───── Records to use

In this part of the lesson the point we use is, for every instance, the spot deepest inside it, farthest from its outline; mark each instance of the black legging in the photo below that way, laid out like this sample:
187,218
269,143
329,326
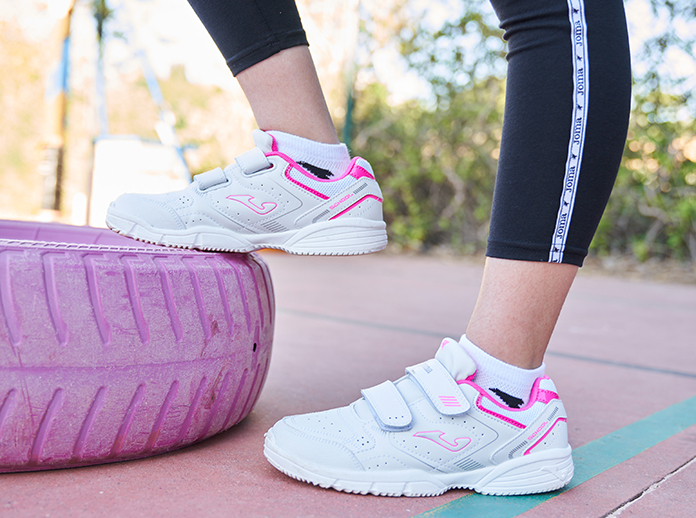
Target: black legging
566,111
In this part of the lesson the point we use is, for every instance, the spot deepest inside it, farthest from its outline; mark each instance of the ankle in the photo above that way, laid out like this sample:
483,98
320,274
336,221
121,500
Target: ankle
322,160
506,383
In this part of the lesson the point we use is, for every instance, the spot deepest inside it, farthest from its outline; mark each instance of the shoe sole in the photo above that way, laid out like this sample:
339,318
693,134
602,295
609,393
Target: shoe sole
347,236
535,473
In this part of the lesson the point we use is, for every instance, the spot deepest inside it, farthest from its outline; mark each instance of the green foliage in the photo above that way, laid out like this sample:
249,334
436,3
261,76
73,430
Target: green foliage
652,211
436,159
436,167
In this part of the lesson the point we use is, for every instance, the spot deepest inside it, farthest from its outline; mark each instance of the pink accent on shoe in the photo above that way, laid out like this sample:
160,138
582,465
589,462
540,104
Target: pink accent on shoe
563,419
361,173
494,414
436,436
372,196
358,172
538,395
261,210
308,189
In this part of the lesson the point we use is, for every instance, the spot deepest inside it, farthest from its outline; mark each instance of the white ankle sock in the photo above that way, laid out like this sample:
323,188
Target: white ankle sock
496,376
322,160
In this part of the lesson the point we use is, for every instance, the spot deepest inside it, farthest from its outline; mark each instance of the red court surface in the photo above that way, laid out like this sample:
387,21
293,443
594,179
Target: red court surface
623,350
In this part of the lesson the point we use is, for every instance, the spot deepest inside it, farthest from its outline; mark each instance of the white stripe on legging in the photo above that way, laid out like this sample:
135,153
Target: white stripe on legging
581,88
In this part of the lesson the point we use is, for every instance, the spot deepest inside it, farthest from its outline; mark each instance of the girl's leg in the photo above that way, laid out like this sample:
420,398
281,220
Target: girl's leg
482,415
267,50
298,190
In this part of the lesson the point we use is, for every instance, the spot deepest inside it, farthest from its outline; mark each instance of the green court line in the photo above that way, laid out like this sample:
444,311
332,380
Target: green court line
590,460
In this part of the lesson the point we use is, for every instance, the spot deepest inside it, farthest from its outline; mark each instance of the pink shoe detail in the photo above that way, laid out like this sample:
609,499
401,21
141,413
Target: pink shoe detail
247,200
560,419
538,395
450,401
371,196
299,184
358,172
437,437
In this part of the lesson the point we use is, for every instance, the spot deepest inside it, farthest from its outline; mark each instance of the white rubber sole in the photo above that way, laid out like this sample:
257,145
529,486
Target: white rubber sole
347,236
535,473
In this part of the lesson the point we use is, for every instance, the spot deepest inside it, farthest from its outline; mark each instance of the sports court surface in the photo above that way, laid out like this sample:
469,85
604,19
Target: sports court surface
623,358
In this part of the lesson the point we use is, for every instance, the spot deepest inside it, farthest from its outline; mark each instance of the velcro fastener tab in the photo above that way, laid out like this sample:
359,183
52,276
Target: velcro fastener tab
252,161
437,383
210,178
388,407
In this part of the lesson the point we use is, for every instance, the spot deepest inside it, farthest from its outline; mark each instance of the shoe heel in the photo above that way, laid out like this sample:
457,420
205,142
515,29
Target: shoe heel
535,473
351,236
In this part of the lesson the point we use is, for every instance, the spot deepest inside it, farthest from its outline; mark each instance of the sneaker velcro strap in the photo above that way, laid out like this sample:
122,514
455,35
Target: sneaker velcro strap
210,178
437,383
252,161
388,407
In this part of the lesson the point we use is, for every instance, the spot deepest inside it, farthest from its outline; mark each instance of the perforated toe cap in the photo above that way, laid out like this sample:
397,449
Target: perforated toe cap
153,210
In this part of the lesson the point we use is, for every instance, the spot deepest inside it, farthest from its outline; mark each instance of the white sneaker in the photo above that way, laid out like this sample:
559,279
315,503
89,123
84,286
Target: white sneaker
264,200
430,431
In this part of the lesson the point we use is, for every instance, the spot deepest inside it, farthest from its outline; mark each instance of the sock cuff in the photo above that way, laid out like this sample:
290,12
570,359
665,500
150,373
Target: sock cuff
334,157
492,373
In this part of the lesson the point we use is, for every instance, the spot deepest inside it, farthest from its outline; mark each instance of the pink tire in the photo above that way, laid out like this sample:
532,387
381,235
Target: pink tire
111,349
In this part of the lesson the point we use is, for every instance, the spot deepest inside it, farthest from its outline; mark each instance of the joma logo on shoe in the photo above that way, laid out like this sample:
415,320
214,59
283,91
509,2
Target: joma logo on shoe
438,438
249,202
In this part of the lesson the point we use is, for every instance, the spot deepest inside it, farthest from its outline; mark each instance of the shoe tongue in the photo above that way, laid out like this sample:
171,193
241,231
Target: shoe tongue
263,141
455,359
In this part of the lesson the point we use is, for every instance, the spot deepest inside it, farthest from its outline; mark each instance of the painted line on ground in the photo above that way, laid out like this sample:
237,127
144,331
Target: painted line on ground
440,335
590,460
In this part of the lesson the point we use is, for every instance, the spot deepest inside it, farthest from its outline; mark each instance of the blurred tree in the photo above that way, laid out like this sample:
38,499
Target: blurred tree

──────────

(Your goal):
Reproduce every entry word for word, but omit the pictures.

(Task answer):
In this part of the lesson the point we use is, for every instance, the spot deepest inside it, farthest from its outline; mark each instance of the black legging in the photo below that way, laid out like this sample:
187,218
269,143
329,326
Target: black legging
566,111
In this part of the lesson the point we use is, for every instance, the spot deepest inside it, farthest from its outline; mark each instance of the ankle in the photo above that way, laid out like this sample:
483,98
320,274
336,221
121,500
Target: ankle
322,160
506,383
In this part of the lesson the point we use is, for every instance, the spot deepest inside it, farthest from its outline; mark each instance of the shoe sole in the photo above that way, laid out like this sample:
339,318
693,134
602,295
609,393
Target: shoe sole
347,236
535,473
In this part of the lesson the point we use is, for every instance, the spot deepest inside it, farthest from its outline; mark each instance of the green foliage in the photo above that way, laid out like this sample:
249,334
436,3
261,76
73,430
Target: green foliage
652,211
436,159
436,167
In this part of the lesson the point we use is, for every instance, the spot deepest inside it, farthest from its outline; mark each instance of the pink accent on shoe in the photo above that way, laid out like this sample:
160,138
582,465
589,462
540,104
Target: pink accent on shoe
563,419
361,173
494,414
436,436
372,196
358,172
538,395
261,210
308,189
In this part of the lesson the point we use is, for every instance, the spot deepest inside it, farthest from its outline; mark each instance of the white ankle sock in the photo above that way, laid out like this sample:
323,188
Target: white ankle sock
496,376
322,160
In this part of the lesson the point we use is, for every instance, the spot deepest inside it, farthest from its outline; mark each instance of the red court surface in the photo above that way, laid out like this sample:
387,21
293,443
594,179
Target: red court surface
623,350
In this part of the lesson the point we use is, for every instance, the spot deepest inside it, farthest from its outline; mark each instance of the white stripe on legging in the photo above that way, laid out like this sample:
135,153
Target: white stripe on legging
581,88
In this part of the lesson the point we use is, for every instance, the spot deepest inside it, farthest from its outline; mark each instance of the girl's leg in the photo above that way, laid out like this sample:
420,398
281,220
Target: girl's leg
482,415
267,50
298,190
In this part of the lesson the point we use is, for every instance, the spot deepest inside it, farthest from its outline; mark each instance of the green court line in the photo above that way, laid out like this sample:
444,311
332,380
Target: green court line
590,460
In this part of the lesson the point we use is, for every instance, the spot deepest inside it, farthest from its outline; mark each instance of the pink shoe detail in the photo above that way, laid out like this sample:
609,499
401,21
141,413
Target: pink shoe detail
247,200
560,419
538,395
450,401
371,196
299,184
358,172
437,437
In this part of the lesson the point we use is, for every instance, the spot deepest inside it, farthest from its outline; mark each instance of the white rubber sole in the photo above that way, laid out like this sample:
257,145
529,486
Target: white rubber sole
347,236
535,473
In this part of the lesson the point we use is, for every instance, the spot deepest inside it, farthest from its outline; mark each instance of the sports court surface in the photo above that way, laid out like this sample:
469,85
604,19
Target: sports court surface
623,358
In this part of the lesson the point we use is, for every instance, the spot deepest inside it, farthest from its outline; mark each instance of the velcro fastener tab in the photo above that way, laid out like this sample:
359,183
52,276
Target: velcro fastener tab
252,161
437,383
210,178
388,407
In this part of the lesson the point we use is, for every instance, the spot deepest inside it, farthest from its outline; mark each instance of the shoe heel in the photo above that way, laid out like this sample:
457,420
205,142
515,29
Target: shoe heel
535,473
351,236
In this part of the lesson the point we use is, for every instance, the spot deepest inside it, farthest from its outline; mark each instance of the sneaker velcro strap in the photo above that way, laid out like this sample:
122,514
455,35
Target: sneaker velcro strap
210,178
437,383
252,161
388,407
In this part of the lesson the point we use is, for every instance, the spot deepest inside it, farthest from its outline; mark each instance of the perforated toe cap in the photo above that way, laid out like this sample:
397,449
Target: perforated toe cap
153,210
In this part of the lesson the point we use is, for every instance, the spot deepest inside it, farthest from its outline; mark each instance of the white sneaker in the photo above that way, laid out like this sample:
559,279
315,503
89,123
84,286
Target: white sneaker
264,200
430,431
In this part of the lesson the point we use is, for every instance, the spot deepest inside it, farthest from its outline; mark each instance of the sock cuff in the photo above that way, laid out like this sample:
290,12
570,359
665,500
150,373
Target: sock cuff
334,157
492,373
In this part of the lesson the point we use is, for every instance, the spot deepest inside it, farthest from its outline; mark each instance of the pink tire in the photo above that way, laid out like this sample:
532,387
381,235
Target: pink tire
111,349
In this part of the lesson the point we use is, for every instance, the spot deepest inside it, farthest from its outline; mark each instance of the joma logo on shoe in the photo above that way, laid out like this sample:
415,320
214,59
283,91
509,2
Target: joma logo on shoe
438,438
249,202
In this part of the lesson the point we use is, for every instance, the spot deepest inside it, farthest from its outline; mark each instance of the shoe tongue in the photo above that way, laid out like this sample:
171,193
241,231
Target: shoe tongue
263,141
455,359
In this part of the lesson the point we use is, for every instance, the spot deepest inside it, farthest from its outline; mark each instance of the painted line on ground in the photo above that way, laid out like this sample:
237,127
144,331
Target: painted line on ground
440,335
590,460
In this part of the lesson the point we use is, for every instance, the spot deepest inside it, farthest from its outline; mark each instance of the blurred tree in the photo above that way, laid out like this sample:
38,499
Target: blurred tree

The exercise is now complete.